Tantangan A
Cetak ulang tanpa perubahan bagian kutipan tentang ulama perempuan, mulai dari "Martin Van Bruinessen" sampai dengan "perspektif perempuan itu.".
Tantangan B
Jawab pertanyaan berikut berdasarkan kutipan tentang ulama perempuan.
(i) Berapa jumlah hadis Rasulullah yang diriwayatkan oleh Aisyah ra.?
(ii) Dalam karya apa Mernisi menulis kalimat "Perempuan kembali tidak dipercaya"?
(iii) Siapa nama cucu perempuan Syeikh Arsyad al-Banjari yang disebut sebagai penulis kitab Perukunan Jamaluddin?
-------- Kutipan Dokumen --------
Mengapresiasi Kembali Kedudukan dan Peran Ulama Perempuan

Dari Wikisumber bahasa Indonesia, perpustakaan bebas
Mengapresiasi Kembali Kedudukan dan Peran Ulama Perempuan
oleh Rahima


Mengapresiasi Kembali Kedudukan
dan Peran Ulama Perempuan


“Ambillah setengah urusan agama kalian dari Humairah“
(Hadis At Tirmidzi)

Pada zamannya, Aisyah ra. yang memiliki julukan Humairah dikenal sebagai perempuan yang sangat cerdas. Begitu cerdasnya, hingga Rasulullah sendiri memberikan kepercayaannya kepadanya untuk memberikan jawaban atas sebagian dari masalah umat. Sejarah mencatat ada 1.210 hadis Rasulullah diriwayatkan oleh Aisyah ra. Dan sekitar 300 diantaranya bahkan telah diriwayatkan kembali secara bersama oleh ahli hadis Al Bukhari dan Muslim.(Lihat Imam Badruddin Az-Zarkasyi, Aisyah Mengkoreksi Para Sahabat, halaman 50).

Sayangnya, beberapa abad setelah nabi wafat, posisi sosial perempuan yang semula membaik kembali mengalami krisis. Alih-alih stabil secara sosial, posisi perempuan malah berbalik kembali ke nilai-nilai pra Islam. Selain masalah menguatnya lagi tribalisme (rasa kesukuan) Arab, pasca Nabi, Fatimah Mernisi memvonis adanya pelepasan historis bentuk pemahaman ajaran agama terhadap perempuan. Akibatnya sangat jelas, patriarki kembali memberi pengaruh kuat dalam menafsirkan ajaran Islam. “Perempuan kembali tidak dipercaya,” demikian tulis Mernisi dalam Women in Islam.

Martin Van Bruinessen memiliki cerita menarik (namun ironik) dari kisah ketidakpercayaan itu. Di Banjarmasin, ada sebuah kitab kuning bernama Perukunan Jamaluddin. Kitab tersebut membahas beberapa hal yang berhubungan dengan perempuan, seperti masalah haid dan tata cara bersuci bagi seorang perempuan setelah masa haid atau nifasnya selesai. Tapi uniknya, orang Banjarmasin tahu kitab ini bukan ditulis oleh Jamaluddin putra Arsyad al-Banjari melainkan oleh seorang cucu perempuan dari Syeikh Arsyad al-Banjari yang bernama Fatimah. Karena ketidaklaziman akan kemampuan seorang perempuan, masyarakat Banjarmasin sebagian besar tidak bisa menerima Fatimah sebagai penulis kitab fiqh perempuan yang telah memiliki perspektif perempuan itu.
-------- Entri Tersimpan --------
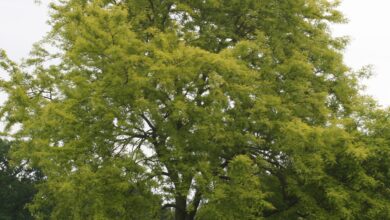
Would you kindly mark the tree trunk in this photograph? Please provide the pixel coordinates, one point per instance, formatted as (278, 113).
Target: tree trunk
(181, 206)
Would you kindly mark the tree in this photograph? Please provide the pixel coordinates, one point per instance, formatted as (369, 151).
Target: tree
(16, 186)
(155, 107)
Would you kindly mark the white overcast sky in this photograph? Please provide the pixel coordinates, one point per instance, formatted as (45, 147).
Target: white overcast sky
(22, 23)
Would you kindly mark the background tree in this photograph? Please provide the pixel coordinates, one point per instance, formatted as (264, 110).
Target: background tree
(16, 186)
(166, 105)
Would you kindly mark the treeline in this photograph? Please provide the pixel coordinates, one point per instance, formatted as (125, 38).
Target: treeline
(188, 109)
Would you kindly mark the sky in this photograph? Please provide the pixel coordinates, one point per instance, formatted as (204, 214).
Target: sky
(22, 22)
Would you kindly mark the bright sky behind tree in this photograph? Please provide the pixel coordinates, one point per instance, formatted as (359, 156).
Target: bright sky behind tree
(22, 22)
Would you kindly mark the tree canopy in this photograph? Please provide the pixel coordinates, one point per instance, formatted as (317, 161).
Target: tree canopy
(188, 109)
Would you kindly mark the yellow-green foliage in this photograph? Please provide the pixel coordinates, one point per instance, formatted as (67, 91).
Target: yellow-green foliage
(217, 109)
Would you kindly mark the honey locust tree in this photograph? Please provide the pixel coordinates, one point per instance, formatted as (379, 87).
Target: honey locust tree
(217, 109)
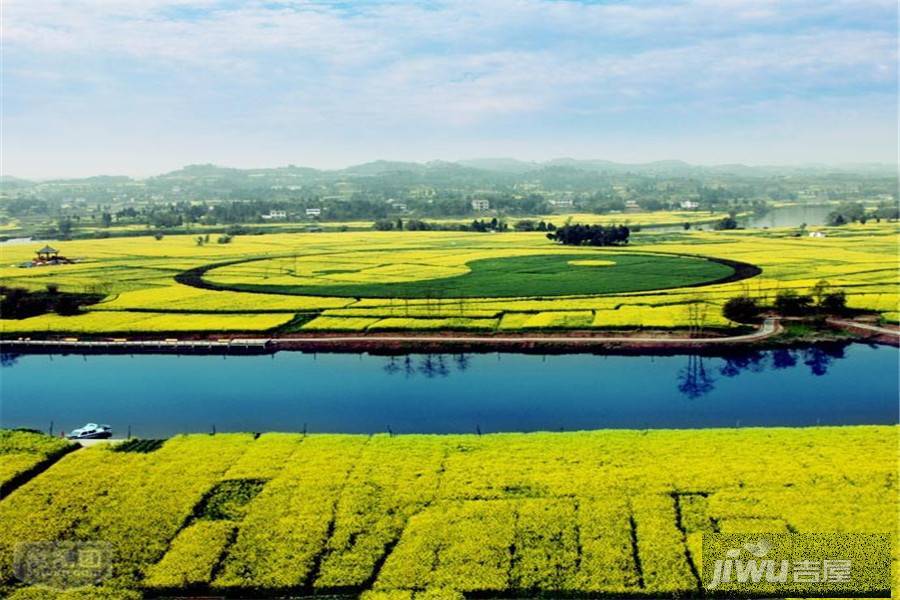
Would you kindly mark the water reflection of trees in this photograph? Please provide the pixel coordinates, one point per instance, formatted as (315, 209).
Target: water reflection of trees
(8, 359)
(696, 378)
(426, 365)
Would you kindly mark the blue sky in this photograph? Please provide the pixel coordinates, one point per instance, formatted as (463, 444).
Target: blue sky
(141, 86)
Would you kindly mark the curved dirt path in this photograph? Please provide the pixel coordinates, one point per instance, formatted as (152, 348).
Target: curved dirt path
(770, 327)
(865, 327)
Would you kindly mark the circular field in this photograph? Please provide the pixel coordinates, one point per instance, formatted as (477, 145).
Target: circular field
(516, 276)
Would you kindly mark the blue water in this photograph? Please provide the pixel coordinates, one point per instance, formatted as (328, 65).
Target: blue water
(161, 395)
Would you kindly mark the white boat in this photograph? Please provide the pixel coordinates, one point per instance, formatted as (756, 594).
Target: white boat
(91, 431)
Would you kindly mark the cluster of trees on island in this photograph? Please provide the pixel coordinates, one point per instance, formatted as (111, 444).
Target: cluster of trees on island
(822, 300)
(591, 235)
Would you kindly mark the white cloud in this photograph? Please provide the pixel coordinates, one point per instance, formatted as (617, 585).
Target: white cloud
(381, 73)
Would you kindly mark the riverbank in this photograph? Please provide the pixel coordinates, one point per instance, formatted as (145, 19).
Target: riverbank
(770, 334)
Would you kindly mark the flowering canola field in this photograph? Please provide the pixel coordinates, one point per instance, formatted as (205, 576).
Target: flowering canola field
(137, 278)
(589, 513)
--------
Pembahasan Jawaban A
Martin Van Bruinessen memiliki cerita menarik (namun ironik) dari kisah ketidakpercayaan itu. Di Banjarmasin, ada sebuah kitab kuning bernama Perukunan Jamaluddin. Kitab tersebut membahas beberapa hal yang berhubungan dengan perempuan, seperti masalah haid dan tata cara bersuci bagi seorang perempuan setelah masa haid atau nifasnya selesai. Tapi uniknya, orang Banjarmasin tahu kitab ini bukan ditulis oleh Jamaluddin putra Arsyad al-Banjari melainkan oleh seorang cucu perempuan dari Syeikh Arsyad al-Banjari yang bernama Fatimah. Karena ketidaklaziman akan kemampuan seorang perempuan, masyarakat Banjarmasin sebagian besar tidak bisa menerima Fatimah sebagai penulis kitab fiqh perempuan yang telah memiliki perspektif perempuan itu.

Pembahasan Jawaban B
(i) 1.210 hadis.
(ii) Women in Islam.
(iii) Fatimah.